Problem description: Rewrite the lines from the line with "the white trim" to the line with "(1094, 910)", swapping "gravestone" for "headstone" and leaving everything else as it is.

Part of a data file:

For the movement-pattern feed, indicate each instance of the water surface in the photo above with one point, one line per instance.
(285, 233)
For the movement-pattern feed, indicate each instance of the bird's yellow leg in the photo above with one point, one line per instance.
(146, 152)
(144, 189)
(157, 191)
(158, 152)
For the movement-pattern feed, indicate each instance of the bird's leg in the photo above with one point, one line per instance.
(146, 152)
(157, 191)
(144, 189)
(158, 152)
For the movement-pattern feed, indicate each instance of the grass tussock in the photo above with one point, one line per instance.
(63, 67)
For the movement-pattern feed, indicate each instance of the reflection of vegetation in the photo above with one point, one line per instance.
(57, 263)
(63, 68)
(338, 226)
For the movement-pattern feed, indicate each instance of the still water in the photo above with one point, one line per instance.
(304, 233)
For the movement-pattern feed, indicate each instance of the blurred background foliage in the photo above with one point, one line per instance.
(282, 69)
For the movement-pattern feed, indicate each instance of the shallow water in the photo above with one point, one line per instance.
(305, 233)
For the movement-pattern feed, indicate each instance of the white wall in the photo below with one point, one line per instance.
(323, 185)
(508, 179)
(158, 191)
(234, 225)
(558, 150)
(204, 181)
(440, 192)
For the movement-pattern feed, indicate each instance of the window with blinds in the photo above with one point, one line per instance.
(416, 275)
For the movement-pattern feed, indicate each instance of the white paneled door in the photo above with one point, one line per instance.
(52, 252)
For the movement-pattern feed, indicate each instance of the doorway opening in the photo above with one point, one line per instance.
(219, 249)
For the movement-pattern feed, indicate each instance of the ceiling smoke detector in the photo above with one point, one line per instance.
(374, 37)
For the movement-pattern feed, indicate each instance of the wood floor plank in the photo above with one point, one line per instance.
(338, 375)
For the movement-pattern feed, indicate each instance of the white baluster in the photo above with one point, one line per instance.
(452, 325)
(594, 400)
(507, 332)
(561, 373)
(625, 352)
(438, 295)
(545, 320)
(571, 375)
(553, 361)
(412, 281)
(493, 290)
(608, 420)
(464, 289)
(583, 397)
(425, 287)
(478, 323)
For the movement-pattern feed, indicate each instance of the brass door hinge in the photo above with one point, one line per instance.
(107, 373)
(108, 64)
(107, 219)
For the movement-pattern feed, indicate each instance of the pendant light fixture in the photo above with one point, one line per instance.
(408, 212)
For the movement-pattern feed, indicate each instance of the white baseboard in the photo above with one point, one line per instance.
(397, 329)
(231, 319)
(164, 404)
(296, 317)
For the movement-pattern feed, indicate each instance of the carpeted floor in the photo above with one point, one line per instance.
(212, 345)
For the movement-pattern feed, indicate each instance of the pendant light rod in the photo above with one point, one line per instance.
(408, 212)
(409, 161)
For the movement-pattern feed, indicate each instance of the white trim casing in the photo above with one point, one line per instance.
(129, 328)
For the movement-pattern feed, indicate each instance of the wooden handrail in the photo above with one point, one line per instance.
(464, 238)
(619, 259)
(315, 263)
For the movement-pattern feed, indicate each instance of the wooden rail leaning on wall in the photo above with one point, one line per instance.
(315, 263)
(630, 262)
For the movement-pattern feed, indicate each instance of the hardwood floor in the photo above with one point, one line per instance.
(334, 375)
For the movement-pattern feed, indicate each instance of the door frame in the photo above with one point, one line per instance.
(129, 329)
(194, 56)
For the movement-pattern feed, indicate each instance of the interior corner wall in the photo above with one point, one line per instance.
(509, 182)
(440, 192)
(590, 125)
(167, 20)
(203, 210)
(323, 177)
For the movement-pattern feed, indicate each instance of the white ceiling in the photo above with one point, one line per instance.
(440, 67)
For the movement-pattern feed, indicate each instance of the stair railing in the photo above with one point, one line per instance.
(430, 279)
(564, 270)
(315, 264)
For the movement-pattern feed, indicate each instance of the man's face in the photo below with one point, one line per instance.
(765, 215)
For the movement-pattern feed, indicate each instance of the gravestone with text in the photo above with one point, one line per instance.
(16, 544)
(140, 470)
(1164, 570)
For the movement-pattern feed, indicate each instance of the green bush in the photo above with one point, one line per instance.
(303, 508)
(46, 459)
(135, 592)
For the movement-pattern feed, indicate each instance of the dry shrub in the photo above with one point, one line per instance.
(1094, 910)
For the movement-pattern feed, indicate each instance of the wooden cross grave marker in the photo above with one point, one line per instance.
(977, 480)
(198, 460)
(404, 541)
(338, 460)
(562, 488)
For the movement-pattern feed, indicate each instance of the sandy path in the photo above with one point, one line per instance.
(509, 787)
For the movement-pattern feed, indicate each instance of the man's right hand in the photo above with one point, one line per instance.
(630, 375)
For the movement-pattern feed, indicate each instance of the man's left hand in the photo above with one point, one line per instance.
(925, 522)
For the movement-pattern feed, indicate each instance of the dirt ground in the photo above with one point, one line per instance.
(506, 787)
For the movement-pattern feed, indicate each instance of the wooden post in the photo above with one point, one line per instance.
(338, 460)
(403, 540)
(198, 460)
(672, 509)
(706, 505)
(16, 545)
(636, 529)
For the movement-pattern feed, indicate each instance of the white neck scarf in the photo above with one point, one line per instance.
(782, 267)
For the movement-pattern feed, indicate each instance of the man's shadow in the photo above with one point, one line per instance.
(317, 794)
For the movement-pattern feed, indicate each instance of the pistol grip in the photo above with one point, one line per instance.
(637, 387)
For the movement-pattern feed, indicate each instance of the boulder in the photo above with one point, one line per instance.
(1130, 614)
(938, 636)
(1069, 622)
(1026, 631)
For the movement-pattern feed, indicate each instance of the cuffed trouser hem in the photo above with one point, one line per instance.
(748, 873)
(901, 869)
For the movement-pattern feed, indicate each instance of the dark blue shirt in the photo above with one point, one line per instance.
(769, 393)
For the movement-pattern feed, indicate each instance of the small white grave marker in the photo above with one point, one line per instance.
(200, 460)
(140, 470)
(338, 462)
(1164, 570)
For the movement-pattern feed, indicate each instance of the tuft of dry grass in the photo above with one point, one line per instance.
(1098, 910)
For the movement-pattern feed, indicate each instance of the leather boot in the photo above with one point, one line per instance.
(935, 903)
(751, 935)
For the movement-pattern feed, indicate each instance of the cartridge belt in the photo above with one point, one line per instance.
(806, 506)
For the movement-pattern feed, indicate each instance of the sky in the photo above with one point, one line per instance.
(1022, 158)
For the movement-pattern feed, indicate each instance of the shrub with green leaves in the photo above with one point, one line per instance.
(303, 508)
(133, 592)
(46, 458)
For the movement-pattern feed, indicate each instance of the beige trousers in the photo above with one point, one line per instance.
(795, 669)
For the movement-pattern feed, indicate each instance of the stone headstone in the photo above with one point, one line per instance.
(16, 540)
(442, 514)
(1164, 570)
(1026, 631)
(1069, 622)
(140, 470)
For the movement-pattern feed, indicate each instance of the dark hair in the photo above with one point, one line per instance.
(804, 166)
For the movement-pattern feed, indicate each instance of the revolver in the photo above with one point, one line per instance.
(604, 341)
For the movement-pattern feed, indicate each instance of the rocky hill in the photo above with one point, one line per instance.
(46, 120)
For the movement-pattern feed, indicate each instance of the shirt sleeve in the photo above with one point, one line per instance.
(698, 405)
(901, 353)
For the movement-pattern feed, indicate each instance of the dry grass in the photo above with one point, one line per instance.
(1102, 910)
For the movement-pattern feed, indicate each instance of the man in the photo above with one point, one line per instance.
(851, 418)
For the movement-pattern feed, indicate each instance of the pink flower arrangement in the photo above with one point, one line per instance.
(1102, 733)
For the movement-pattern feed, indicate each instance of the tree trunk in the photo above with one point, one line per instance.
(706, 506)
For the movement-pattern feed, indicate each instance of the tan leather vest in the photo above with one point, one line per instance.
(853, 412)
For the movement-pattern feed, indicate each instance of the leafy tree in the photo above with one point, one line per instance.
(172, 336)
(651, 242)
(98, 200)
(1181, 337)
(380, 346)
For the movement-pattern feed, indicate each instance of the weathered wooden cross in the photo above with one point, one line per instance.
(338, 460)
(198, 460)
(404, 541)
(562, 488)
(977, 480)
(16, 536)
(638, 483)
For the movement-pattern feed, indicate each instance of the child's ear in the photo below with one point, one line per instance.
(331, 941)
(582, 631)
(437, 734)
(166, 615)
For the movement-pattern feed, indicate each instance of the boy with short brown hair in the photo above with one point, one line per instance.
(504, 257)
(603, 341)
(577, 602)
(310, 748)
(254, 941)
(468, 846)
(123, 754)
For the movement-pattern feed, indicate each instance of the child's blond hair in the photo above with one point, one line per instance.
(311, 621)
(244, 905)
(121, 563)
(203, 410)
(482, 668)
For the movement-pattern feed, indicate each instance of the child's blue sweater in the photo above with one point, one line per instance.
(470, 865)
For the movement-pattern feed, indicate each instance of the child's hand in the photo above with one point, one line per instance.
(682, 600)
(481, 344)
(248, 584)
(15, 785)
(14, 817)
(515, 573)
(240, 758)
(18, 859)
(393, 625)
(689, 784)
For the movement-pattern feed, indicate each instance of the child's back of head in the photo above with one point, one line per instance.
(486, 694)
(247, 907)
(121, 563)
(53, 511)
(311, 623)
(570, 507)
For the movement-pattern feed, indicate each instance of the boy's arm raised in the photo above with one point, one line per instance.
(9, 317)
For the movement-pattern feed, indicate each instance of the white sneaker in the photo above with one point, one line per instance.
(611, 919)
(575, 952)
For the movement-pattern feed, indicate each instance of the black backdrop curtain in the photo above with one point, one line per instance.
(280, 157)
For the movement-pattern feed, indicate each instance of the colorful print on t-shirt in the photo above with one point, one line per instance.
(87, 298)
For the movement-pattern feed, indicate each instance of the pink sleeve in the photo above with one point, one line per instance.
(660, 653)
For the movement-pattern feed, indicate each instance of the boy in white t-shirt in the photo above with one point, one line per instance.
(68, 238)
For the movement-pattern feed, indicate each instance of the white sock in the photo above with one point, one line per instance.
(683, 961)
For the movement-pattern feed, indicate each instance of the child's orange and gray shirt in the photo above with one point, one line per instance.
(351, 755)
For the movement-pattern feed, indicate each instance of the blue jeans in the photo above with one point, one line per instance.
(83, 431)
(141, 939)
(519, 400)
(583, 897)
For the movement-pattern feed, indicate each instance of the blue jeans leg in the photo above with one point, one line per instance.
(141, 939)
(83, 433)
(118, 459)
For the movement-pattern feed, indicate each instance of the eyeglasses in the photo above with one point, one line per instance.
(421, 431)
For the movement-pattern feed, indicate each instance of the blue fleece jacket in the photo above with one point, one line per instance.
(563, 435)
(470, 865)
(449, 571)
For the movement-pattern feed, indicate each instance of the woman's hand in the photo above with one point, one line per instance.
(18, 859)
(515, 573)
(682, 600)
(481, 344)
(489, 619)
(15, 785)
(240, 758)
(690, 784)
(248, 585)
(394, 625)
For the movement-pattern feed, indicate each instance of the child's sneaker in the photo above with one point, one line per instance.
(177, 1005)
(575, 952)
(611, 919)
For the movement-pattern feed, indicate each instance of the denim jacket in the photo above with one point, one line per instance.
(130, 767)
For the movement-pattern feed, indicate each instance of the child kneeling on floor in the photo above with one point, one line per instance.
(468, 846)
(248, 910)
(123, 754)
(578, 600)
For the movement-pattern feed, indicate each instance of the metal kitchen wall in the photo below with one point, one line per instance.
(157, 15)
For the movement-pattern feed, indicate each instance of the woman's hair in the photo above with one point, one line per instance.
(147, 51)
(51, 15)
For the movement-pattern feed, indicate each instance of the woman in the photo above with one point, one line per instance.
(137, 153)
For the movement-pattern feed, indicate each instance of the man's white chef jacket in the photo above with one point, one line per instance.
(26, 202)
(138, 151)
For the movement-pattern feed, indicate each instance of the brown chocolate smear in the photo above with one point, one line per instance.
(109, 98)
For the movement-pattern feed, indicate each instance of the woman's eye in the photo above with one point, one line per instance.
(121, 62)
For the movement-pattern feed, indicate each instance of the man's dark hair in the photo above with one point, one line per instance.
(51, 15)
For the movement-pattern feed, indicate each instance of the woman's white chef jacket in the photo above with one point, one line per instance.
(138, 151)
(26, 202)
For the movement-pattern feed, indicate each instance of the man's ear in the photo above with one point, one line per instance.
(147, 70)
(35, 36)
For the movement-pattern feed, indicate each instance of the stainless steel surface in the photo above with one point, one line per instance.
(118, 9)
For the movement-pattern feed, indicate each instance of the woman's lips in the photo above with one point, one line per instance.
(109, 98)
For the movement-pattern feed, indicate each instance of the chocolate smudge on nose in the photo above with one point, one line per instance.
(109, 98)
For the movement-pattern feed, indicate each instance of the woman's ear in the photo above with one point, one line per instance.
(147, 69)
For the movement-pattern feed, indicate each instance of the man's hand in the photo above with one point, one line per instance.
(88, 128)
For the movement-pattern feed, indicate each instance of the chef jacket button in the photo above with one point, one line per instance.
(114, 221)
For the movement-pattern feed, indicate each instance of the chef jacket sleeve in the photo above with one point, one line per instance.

Correct result:
For the movement-pattern feed, indicate each instance of the white trim casing in the photo above with one point, one line per instance.
(129, 328)
For the movement-pattern feed, indicate each instance of the wooden handrail in the photo above with one point, one line per instance.
(464, 238)
(619, 259)
(315, 263)
For the movement-pattern feed, indicate each instance of the wooden rail leaning on wall in the photo above with one point, one line per instance.
(315, 263)
(630, 262)
For the movement-pattern feed, indicate each instance of the hardwood floor in the photo above with one point, one line per instance.
(334, 375)
For the movement-pattern feed, indicate each instance of the door frame in the photo above with one point, one line per instance.
(129, 329)
(194, 56)
For the movement-pattern feed, indicate each instance of the interior corner wall in the photo above with one point, one line per instance.
(509, 182)
(440, 192)
(590, 125)
(167, 20)
(203, 210)
(323, 177)
For the movement-pattern feed, indicate each instance of the white ceiling in the photo above with one point, one line per instance.
(440, 67)
For the movement-pattern feed, indicate each instance of the stair railing in the photo above with one point, one line per instance.
(430, 279)
(564, 270)
(315, 264)
For the movement-pattern feed, indicate each instance of the man's face in the photo below with one point, one line per instance.
(765, 215)
For the movement-pattern feed, indicate each instance of the headstone with text in the photo above with one point, one line per instance.
(16, 544)
(140, 470)
(1164, 570)
For the movement-pattern feed, indicate each instance of the green bush in the photo above with one point, one line per instance.
(303, 508)
(46, 459)
(135, 592)
For the movement-pattern feed, indicate each instance of the dry shrub in the photo above with one point, one line per instance.
(1094, 910)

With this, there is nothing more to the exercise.